--- Aim ---
Convert the lines below into a Markdown table with two columns, Row and Entry. Row holds a running number and Entry holds the line. Skip blank lines and leave the pictures out.
== Records for this exercise
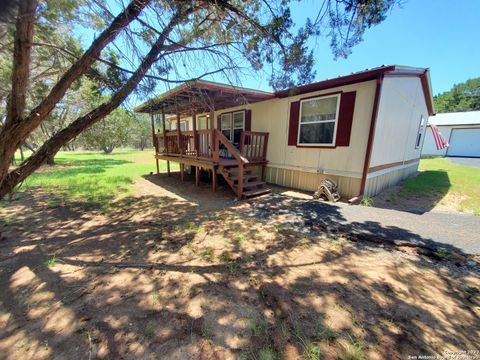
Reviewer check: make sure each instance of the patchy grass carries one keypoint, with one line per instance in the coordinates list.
(95, 178)
(179, 280)
(442, 178)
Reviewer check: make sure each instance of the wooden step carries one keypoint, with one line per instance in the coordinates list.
(234, 171)
(256, 192)
(245, 177)
(250, 184)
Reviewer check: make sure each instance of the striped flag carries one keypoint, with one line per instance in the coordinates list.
(440, 141)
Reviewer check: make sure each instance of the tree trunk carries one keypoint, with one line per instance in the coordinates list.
(16, 129)
(51, 146)
(50, 160)
(20, 73)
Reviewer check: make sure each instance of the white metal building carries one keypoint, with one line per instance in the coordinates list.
(460, 129)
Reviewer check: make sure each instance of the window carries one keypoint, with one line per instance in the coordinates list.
(202, 122)
(318, 121)
(421, 127)
(238, 125)
(232, 125)
(183, 125)
(226, 125)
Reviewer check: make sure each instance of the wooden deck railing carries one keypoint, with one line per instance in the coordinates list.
(206, 145)
(185, 144)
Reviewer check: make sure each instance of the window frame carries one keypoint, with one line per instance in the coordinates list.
(421, 126)
(232, 122)
(335, 121)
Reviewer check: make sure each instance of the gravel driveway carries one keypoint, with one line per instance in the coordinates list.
(454, 232)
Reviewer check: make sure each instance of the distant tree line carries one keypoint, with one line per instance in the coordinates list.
(54, 90)
(462, 97)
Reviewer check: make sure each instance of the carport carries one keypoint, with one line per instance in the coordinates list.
(462, 131)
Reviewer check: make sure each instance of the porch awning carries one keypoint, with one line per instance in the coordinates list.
(202, 96)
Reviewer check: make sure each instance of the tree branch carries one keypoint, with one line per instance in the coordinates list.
(21, 60)
(54, 144)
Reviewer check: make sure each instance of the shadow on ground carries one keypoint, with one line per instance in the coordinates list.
(198, 276)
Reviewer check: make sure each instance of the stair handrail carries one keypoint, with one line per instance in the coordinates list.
(219, 137)
(232, 149)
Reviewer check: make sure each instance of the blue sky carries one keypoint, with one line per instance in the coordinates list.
(439, 34)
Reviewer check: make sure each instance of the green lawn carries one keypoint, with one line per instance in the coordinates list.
(94, 178)
(440, 176)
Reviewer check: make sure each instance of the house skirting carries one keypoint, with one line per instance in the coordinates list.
(382, 179)
(348, 186)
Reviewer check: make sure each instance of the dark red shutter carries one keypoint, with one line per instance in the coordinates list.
(345, 118)
(248, 120)
(293, 124)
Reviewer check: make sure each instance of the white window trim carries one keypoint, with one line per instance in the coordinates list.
(334, 139)
(420, 131)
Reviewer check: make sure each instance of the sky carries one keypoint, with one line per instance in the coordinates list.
(441, 35)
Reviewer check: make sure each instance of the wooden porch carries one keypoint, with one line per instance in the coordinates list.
(210, 150)
(207, 147)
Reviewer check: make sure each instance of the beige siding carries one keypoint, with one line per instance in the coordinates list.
(305, 168)
(273, 116)
(402, 103)
(376, 182)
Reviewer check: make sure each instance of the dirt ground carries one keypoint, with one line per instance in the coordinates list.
(180, 273)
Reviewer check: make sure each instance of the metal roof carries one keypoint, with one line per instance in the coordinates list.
(456, 118)
(202, 96)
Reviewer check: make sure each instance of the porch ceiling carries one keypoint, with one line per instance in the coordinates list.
(202, 96)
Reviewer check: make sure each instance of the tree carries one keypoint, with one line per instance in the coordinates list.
(141, 132)
(184, 38)
(110, 132)
(462, 97)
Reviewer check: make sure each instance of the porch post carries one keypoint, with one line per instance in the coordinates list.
(179, 134)
(155, 141)
(180, 145)
(213, 145)
(212, 120)
(195, 139)
(214, 178)
(165, 139)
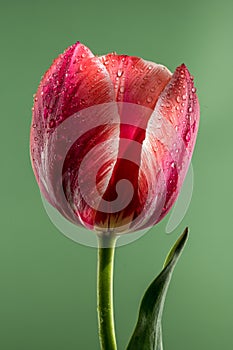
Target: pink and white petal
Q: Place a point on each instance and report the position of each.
(75, 81)
(136, 80)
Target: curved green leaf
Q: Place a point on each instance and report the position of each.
(148, 331)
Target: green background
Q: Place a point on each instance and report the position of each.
(47, 282)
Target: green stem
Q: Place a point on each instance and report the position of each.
(106, 249)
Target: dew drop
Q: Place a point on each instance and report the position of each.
(46, 113)
(119, 73)
(52, 123)
(173, 164)
(188, 136)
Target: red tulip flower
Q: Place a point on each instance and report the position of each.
(136, 121)
(111, 141)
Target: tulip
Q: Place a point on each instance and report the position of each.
(112, 137)
(111, 141)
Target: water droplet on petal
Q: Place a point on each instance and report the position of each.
(119, 73)
(52, 123)
(46, 113)
(188, 136)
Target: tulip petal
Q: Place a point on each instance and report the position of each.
(136, 80)
(75, 81)
(170, 137)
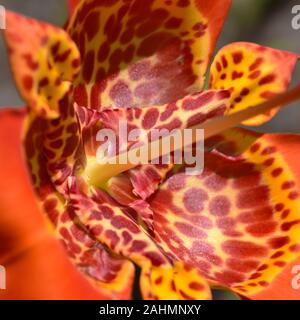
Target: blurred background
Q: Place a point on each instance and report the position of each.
(266, 22)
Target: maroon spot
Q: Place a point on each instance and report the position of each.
(171, 108)
(288, 225)
(268, 150)
(279, 264)
(267, 79)
(224, 61)
(88, 66)
(256, 215)
(103, 52)
(261, 229)
(194, 199)
(27, 82)
(277, 254)
(176, 182)
(30, 62)
(276, 172)
(153, 43)
(138, 70)
(254, 148)
(269, 162)
(237, 57)
(202, 100)
(106, 211)
(200, 248)
(196, 286)
(91, 24)
(288, 185)
(256, 64)
(150, 118)
(147, 90)
(155, 258)
(245, 92)
(226, 223)
(138, 245)
(295, 248)
(285, 213)
(219, 206)
(243, 249)
(293, 195)
(253, 197)
(70, 146)
(236, 75)
(129, 53)
(201, 221)
(278, 242)
(183, 3)
(254, 75)
(112, 235)
(215, 182)
(279, 207)
(190, 231)
(173, 23)
(126, 237)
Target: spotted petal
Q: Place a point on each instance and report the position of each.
(118, 228)
(253, 74)
(44, 61)
(238, 222)
(139, 53)
(24, 235)
(186, 112)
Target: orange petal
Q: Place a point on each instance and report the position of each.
(44, 61)
(253, 74)
(24, 235)
(238, 222)
(72, 4)
(118, 229)
(286, 285)
(144, 53)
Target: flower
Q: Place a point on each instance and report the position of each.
(236, 225)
====
--- Answer to the exercise ---
| Row | Entry |
|---|---|
| 1 | Reviewer check: make sure each instance of the patchy grass carries one keypoint, with one line per instance in the coordinates list. |
| 2 | (95, 178) |
| 3 | (179, 280) |
| 4 | (442, 178) |
| 5 | Reviewer check: make sure each instance of the wooden step carries one keypoint, with one line per instance in the coordinates list. |
| 6 | (234, 171) |
| 7 | (256, 192) |
| 8 | (245, 177) |
| 9 | (250, 184) |
| 10 | Reviewer check: make sure each instance of the striped flag carries one keypoint, with one line per instance in the coordinates list. |
| 11 | (440, 141) |
| 12 | Reviewer check: make sure each instance of the tree trunk carries one keypoint, with one line per instance in the coordinates list. |
| 13 | (16, 129) |
| 14 | (51, 146) |
| 15 | (50, 160) |
| 16 | (20, 73) |
| 17 | Reviewer check: make sure each instance of the white metal building carries one keypoint, with one line per instance in the coordinates list. |
| 18 | (460, 129) |
| 19 | Reviewer check: make sure each instance of the window carries one keypoint, with one line per instance in the coordinates list. |
| 20 | (202, 122) |
| 21 | (318, 121) |
| 22 | (421, 127) |
| 23 | (238, 125) |
| 24 | (232, 125) |
| 25 | (183, 125) |
| 26 | (226, 125) |
| 27 | Reviewer check: make sure each instance of the wooden deck railing carries one keypoint, with one line per instance in the coordinates list. |
| 28 | (206, 145) |
| 29 | (185, 144) |
| 30 | Reviewer check: make sure each instance of the window frame carries one keypoint, with one line per instance in the coordinates list. |
| 31 | (421, 126) |
| 32 | (232, 122) |
| 33 | (335, 121) |
| 34 | Reviewer check: make sure each instance of the gravel driveway carries one keypoint, with one line per instance in the coordinates list. |
| 35 | (454, 232) |
| 36 | Reviewer check: make sure each instance of the distant tree line carries one keypoint, with one line per instance in the coordinates list. |
| 37 | (54, 90) |
| 38 | (462, 97) |
| 39 | Reviewer check: make sure each instance of the carport carries one keypoint, with one line per instance in the coordinates list. |
| 40 | (462, 131) |
| 41 | Reviewer check: make sure each instance of the porch awning carries one keypoint, with one line per instance in the coordinates list. |
| 42 | (202, 96) |
| 43 | Reviewer check: make sure each instance of the tree branch carries one keypoint, with one line per instance in the coordinates list. |
| 44 | (21, 60) |
| 45 | (54, 144) |
| 46 | Reviewer check: make sure each instance of the shadow on ground carries one keypoint, with one line per instance in the coordinates list. |
| 47 | (198, 276) |
| 48 | Reviewer check: make sure each instance of the stair handrail carries one keypoint, with one line per instance in the coordinates list. |
| 49 | (219, 137) |
| 50 | (232, 149) |
| 51 | Reviewer check: make sure each instance of the blue sky carries one keypoint, with one line per instance in the coordinates list. |
| 52 | (439, 34) |
| 53 | Reviewer check: make sure each instance of the green lawn carries one keypoint, with one line per instance in the coordinates list. |
| 54 | (94, 178) |
| 55 | (440, 176) |
| 56 | Reviewer check: make sure each instance of the house skirting carries one keypoint, with one line per instance in the coordinates list. |
| 57 | (382, 179) |
| 58 | (348, 186) |
| 59 | Reviewer check: make sure each instance of the dark red shutter carries one keypoint, with one line per instance in the coordinates list. |
| 60 | (345, 118) |
| 61 | (248, 120) |
| 62 | (293, 124) |
| 63 | Reviewer check: make sure each instance of the white window trim carries one keypoint, with one line per instance in the coordinates list. |
| 64 | (334, 139) |
| 65 | (420, 131) |
| 66 | Reviewer check: make sure each instance of the sky carries one keypoint, with one line per instance in the coordinates list. |
| 67 | (441, 35) |
| 68 | Reviewer check: make sure each instance of the wooden porch carries one keypoint, with one line per instance in the coordinates list. |
| 69 | (210, 150) |
| 70 | (207, 147) |
| 71 | Reviewer check: make sure each instance of the beige siding carries one keypoint, with one line per instance in the coordinates list. |
| 72 | (305, 168) |
| 73 | (273, 116) |
| 74 | (402, 103) |
| 75 | (376, 182) |
| 76 | Reviewer check: make sure each instance of the dirt ground carries one keypoint, with one line per instance in the coordinates list. |
| 77 | (180, 273) |
| 78 | Reviewer check: make sure each instance of the metal roof carries one keypoint, with one line per instance in the coordinates list. |
| 79 | (456, 118) |
| 80 | (202, 96) |
| 81 | Reviewer check: make sure each instance of the porch ceiling carries one keypoint, with one line per instance in the coordinates list. |
| 82 | (202, 96) |
| 83 | Reviewer check: make sure each instance of the tree carries one keypoint, with one line per instance in the coordinates list. |
| 84 | (141, 132) |
| 85 | (184, 38) |
| 86 | (110, 132) |
| 87 | (462, 97) |
| 88 | Reviewer check: make sure each instance of the porch post carries one keypoint, with one line per instance in the coordinates list. |
| 89 | (179, 134) |
| 90 | (155, 141) |
| 91 | (180, 145) |
| 92 | (213, 145) |
| 93 | (212, 120) |
| 94 | (195, 139) |
| 95 | (214, 178) |
| 96 | (165, 139) |
| 97 | Target: pink and white petal |
| 98 | Q: Place a point on each instance and report the position of each. |
| 99 | (75, 81) |
| 100 | (136, 80) |
| 101 | Target: curved green leaf |
| 102 | Q: Place a point on each instance and report the position of each. |
| 103 | (148, 331) |
| 104 | Target: green background |
| 105 | Q: Place a point on each instance and report the position of each. |
| 106 | (47, 282) |
| 107 | Target: green stem |
| 108 | Q: Place a point on each instance and report the position of each. |
| 109 | (106, 249) |
| 110 | Target: dew drop |
| 111 | Q: Place a point on each instance and report the position of each. |
| 112 | (46, 113) |
| 113 | (119, 73) |
| 114 | (52, 123) |
| 115 | (173, 164) |
| 116 | (188, 136) |
| 117 | Target: red tulip flower |
| 118 | Q: Place a point on each instance and report the position of each. |
| 119 | (136, 121) |
| 120 | (111, 141) |
| 121 | Target: tulip |
| 122 | Q: Place a point on each instance and report the position of each. |
| 123 | (112, 137) |
| 124 | (111, 141) |
| 125 | Target: water droplet on petal |
| 126 | Q: Place a point on each instance and report the position of each. |
| 127 | (119, 73) |
| 128 | (52, 123) |
| 129 | (46, 113) |
| 130 | (188, 136) |
| 131 | Target: tulip petal |
| 132 | Q: Place a point on each instance and report the position of each. |
| 133 | (136, 80) |
| 134 | (75, 81) |
| 135 | (170, 137) |
| 136 | Target: blurred background |
| 137 | Q: Place a point on each instance and report the position of each. |
| 138 | (266, 22) |
| 139 | Target: maroon spot |
| 140 | Q: Place a point on each instance and report the position of each. |
| 141 | (171, 108) |
| 142 | (288, 225) |
| 143 | (268, 150) |
| 144 | (279, 264) |
| 145 | (267, 79) |
| 146 | (224, 61) |
| 147 | (88, 66) |
| 148 | (256, 215) |
| 149 | (103, 52) |
| 150 | (261, 229) |
| 151 | (194, 199) |
| 152 | (27, 82) |
| 153 | (277, 254) |
| 154 | (176, 182) |
| 155 | (30, 62) |
| 156 | (276, 172) |
| 157 | (153, 43) |
| 158 | (138, 70) |
| 159 | (254, 148) |
| 160 | (269, 162) |
| 161 | (237, 57) |
| 162 | (202, 100) |
| 163 | (106, 211) |
| 164 | (200, 248) |
| 165 | (196, 286) |
| 166 | (91, 24) |
| 167 | (288, 185) |
| 168 | (256, 64) |
| 169 | (150, 118) |
| 170 | (147, 90) |
| 171 | (155, 258) |
| 172 | (245, 92) |
| 173 | (226, 223) |
| 174 | (138, 245) |
| 175 | (295, 248) |
| 176 | (285, 213) |
| 177 | (219, 206) |
| 178 | (243, 249) |
| 179 | (293, 195) |
| 180 | (253, 197) |
| 181 | (70, 146) |
| 182 | (236, 75) |
| 183 | (129, 53) |
| 184 | (201, 221) |
| 185 | (278, 242) |
| 186 | (183, 3) |
| 187 | (254, 75) |
| 188 | (112, 235) |
| 189 | (215, 182) |
| 190 | (279, 207) |
| 191 | (190, 231) |
| 192 | (173, 23) |
| 193 | (126, 237) |
| 194 | Target: spotted petal |
| 195 | Q: Place a point on each instance and report the position of each. |
| 196 | (118, 228) |
| 197 | (253, 74) |
| 198 | (44, 61) |
| 199 | (238, 222) |
| 200 | (139, 53) |
| 201 | (24, 235) |
| 202 | (186, 112) |
| 203 | Target: orange petal |
| 204 | Q: Place a point on each instance and report the position of each. |
| 205 | (44, 61) |
| 206 | (253, 74) |
| 207 | (24, 235) |
| 208 | (238, 222) |
| 209 | (72, 4) |
| 210 | (118, 229) |
| 211 | (286, 285) |
| 212 | (144, 53) |
| 213 | Target: flower |
| 214 | Q: Place a point on each instance and report the position of each. |
| 215 | (236, 225) |